• Exercise goal
Quote every one of the following items word for word, leaving nothing out and changing nothing.

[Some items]
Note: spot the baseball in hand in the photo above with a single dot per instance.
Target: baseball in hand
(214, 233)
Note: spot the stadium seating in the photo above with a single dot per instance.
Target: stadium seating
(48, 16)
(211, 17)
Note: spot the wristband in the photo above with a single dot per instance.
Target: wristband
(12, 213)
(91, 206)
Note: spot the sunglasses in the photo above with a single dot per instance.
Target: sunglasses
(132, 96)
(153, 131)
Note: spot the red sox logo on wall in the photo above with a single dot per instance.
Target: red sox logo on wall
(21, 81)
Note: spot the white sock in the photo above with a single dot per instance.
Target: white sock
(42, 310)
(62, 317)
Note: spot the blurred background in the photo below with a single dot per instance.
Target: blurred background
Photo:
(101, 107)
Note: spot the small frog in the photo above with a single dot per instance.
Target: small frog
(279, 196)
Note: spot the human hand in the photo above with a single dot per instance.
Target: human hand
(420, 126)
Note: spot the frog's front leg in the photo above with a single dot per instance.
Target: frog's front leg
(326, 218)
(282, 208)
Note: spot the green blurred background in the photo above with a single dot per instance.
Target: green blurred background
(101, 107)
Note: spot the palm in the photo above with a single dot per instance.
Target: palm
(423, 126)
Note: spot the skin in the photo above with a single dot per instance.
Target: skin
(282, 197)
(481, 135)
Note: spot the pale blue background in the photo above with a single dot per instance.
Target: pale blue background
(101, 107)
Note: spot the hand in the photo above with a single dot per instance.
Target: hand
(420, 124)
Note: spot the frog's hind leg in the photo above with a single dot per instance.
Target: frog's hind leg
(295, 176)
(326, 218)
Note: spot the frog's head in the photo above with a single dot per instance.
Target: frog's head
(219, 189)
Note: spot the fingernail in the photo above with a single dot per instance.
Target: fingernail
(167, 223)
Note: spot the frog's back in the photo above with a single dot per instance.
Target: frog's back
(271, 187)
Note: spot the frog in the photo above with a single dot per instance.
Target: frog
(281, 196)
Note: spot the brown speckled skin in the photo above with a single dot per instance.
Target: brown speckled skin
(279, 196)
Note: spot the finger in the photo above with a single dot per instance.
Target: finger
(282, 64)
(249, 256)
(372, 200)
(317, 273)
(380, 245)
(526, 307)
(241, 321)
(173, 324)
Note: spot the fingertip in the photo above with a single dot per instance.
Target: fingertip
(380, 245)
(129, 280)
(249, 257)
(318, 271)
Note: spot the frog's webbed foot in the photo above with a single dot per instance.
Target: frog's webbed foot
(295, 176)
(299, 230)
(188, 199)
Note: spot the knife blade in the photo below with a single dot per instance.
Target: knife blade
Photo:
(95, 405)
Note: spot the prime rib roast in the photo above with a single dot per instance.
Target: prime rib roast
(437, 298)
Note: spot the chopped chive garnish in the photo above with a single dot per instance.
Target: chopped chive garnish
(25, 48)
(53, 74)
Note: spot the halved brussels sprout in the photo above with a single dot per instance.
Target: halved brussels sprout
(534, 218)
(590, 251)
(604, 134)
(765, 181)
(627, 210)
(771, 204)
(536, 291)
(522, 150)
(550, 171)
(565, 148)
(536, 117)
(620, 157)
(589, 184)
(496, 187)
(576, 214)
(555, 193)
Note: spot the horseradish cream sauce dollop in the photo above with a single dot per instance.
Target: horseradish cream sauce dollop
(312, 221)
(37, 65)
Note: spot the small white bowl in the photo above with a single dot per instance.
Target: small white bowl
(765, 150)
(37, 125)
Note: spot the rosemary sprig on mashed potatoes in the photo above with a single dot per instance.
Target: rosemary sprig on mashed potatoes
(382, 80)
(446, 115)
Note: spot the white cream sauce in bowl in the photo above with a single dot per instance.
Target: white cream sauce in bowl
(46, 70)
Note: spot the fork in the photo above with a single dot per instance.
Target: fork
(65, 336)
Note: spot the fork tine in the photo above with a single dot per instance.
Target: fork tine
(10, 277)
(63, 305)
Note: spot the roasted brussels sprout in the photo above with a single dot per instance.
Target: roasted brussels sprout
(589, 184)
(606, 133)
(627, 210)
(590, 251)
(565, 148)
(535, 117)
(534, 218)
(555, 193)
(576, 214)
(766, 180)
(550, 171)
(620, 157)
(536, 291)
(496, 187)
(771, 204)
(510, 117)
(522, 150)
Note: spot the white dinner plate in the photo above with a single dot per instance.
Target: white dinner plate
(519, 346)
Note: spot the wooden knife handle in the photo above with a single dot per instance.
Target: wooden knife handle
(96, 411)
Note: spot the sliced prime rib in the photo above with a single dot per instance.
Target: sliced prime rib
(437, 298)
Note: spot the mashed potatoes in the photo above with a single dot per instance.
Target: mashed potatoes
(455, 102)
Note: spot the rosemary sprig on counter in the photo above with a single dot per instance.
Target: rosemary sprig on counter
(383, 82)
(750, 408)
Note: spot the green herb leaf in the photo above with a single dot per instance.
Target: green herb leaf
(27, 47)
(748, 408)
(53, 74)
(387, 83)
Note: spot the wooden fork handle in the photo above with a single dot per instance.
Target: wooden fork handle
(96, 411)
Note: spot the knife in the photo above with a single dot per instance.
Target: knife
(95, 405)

• Task response
Note: spot the baseball in hand in the photo above with a single dot per instance.
Target: baseball in hand
(214, 233)
Note: spot the stadium seating in the photo above with a single dot per instance.
Target: stadium seating
(48, 16)
(211, 17)
Note: spot the wristband in the photo above with a single dot per instance.
Target: wristband
(12, 213)
(91, 206)
Note: spot the sunglasses in the photo above with a single dot per instance.
Target: sunglasses
(132, 96)
(153, 131)
Note: spot the red sox logo on wall in the photo above with a single dot per instance.
Target: red sox logo on wall
(21, 81)
Note: spot the white sock in the photo above with a single dot per instance.
Target: white sock
(42, 310)
(62, 317)
Note: spot the blurred background in the photo below with a single dot per instance.
Target: blurred background
Photo:
(101, 107)
Note: spot the small frog in the photo above with a single dot per instance.
Target: small frog
(279, 196)
Note: spot the human hand in the photo above with a single dot per instance.
Target: human hand
(420, 126)
Note: spot the frog's front leg in the photo above with a single dot per instance.
Target: frog's front leg
(326, 218)
(282, 208)
Note: spot the green blurred background in the photo above with a single dot per instance.
Target: green blurred background
(101, 107)
Note: spot the palm in the photo above with a single dot per instance.
Target: palm
(423, 126)
Note: spot the skin in the photo above with a single dot per instance.
Target: skin
(282, 197)
(481, 135)
Note: spot the pale blue background in the photo above with a single dot per instance.
Target: pale blue background
(101, 107)
Note: spot the hand in the photo above with a single dot per instance.
Target: hand
(420, 124)
Note: spot the frog's hind leg in the photo above with a single dot per instance.
Target: frog's hind leg
(295, 176)
(326, 218)
Note: spot the frog's head in the photo above with a single dot per instance.
Target: frog's head
(219, 189)
Note: spot the fingernail in the photo above with a single dot per instance.
Target: fingernail
(167, 223)
Note: spot the frog's back in the photo above with a single dot per instance.
Target: frog's back
(271, 187)
Note: spot the frog in the photo above with a single dot per instance.
Target: frog
(281, 196)
Note: spot the brown speckled skin in the photo above with a single dot per instance.
Target: brown speckled skin
(279, 196)
Note: spot the finger in the photo above with a single dot per instance.
Target: finger
(282, 64)
(249, 256)
(372, 200)
(317, 273)
(380, 245)
(526, 307)
(241, 321)
(173, 324)
Note: spot the fingertip in the photo above with a single dot per instance.
Target: fingertip
(380, 245)
(129, 280)
(249, 257)
(318, 271)
Note: spot the frog's webbed foot in the photo above with a single dot per instance.
Target: frog's webbed foot
(295, 176)
(299, 230)
(188, 199)
Note: spot the knife blade in the photo below with a single dot per instance.
Target: knife blade
Photo:
(95, 405)
Note: spot the prime rib roast in the photo above with a single dot per instance.
Target: prime rib roast
(437, 298)
Note: spot the chopped chive garnish in the photo above with a single dot per instance.
Target: chopped chive garnish
(25, 48)
(53, 74)
Note: spot the halved brussels sprout in the photo above with a single dot per instance.
Target: halved brussels sprout
(534, 218)
(590, 251)
(604, 134)
(765, 181)
(627, 210)
(771, 204)
(536, 291)
(522, 150)
(550, 171)
(565, 148)
(536, 117)
(620, 157)
(589, 184)
(496, 187)
(576, 214)
(555, 193)
Note: spot the horseradish cream sauce dollop in the photo above with a single dot per instance.
Target: horseradish cream sauce dollop
(312, 221)
(37, 65)
Note: spot the small white bowl in the photo above with a single dot per instance.
Target: small white bowl
(765, 150)
(37, 125)
Note: spot the rosemary sprig on mashed potatoes in the photo above with a single dot per instance.
Target: rosemary sprig on mashed potatoes
(382, 80)
(446, 115)
Note: spot the white cream sauce in bowl in the photo above with a single dot per instance.
Target: white cream sauce in bowl
(46, 70)
Note: spot the fork in the photo above with a single dot per instance.
Target: fork
(65, 336)
Note: spot the fork tine in the photo above with a single dot per instance.
Target: fork tine
(10, 277)
(63, 305)
Note: spot the roasted brussels sprout in the photo above with a single dot per instance.
Target: roasted brussels sprout
(589, 184)
(606, 133)
(627, 210)
(590, 251)
(565, 148)
(535, 117)
(534, 218)
(555, 193)
(576, 214)
(766, 180)
(550, 171)
(620, 157)
(536, 291)
(496, 187)
(771, 204)
(510, 117)
(522, 150)
Note: spot the white dinner plate in the photo above with a single dot per instance.
Target: white dinner plate
(519, 346)
Note: spot the wooden knife handle in the photo above with a single dot per instance.
Target: wooden knife handle
(96, 411)
Note: spot the sliced prime rib in the photo above with a single dot per instance.
Target: sliced prime rib
(437, 298)
Note: spot the mashed potatoes in the photo above with a single dot per instance.
Target: mashed potatoes
(455, 102)
Note: spot the rosemary sprig on counter in the photo above with a single dot per instance.
Target: rosemary sprig on counter
(383, 82)
(750, 408)
Note: spot the green herb leaf in the photo above with a single dot per instance.
Target: green herb leaf
(27, 47)
(748, 408)
(53, 74)
(387, 83)
Note: spot the wooden fork handle in the photo above with a single dot per instance.
Target: wooden fork handle
(96, 411)
Note: spot the knife in the photo above with a single dot per instance.
Target: knife
(95, 405)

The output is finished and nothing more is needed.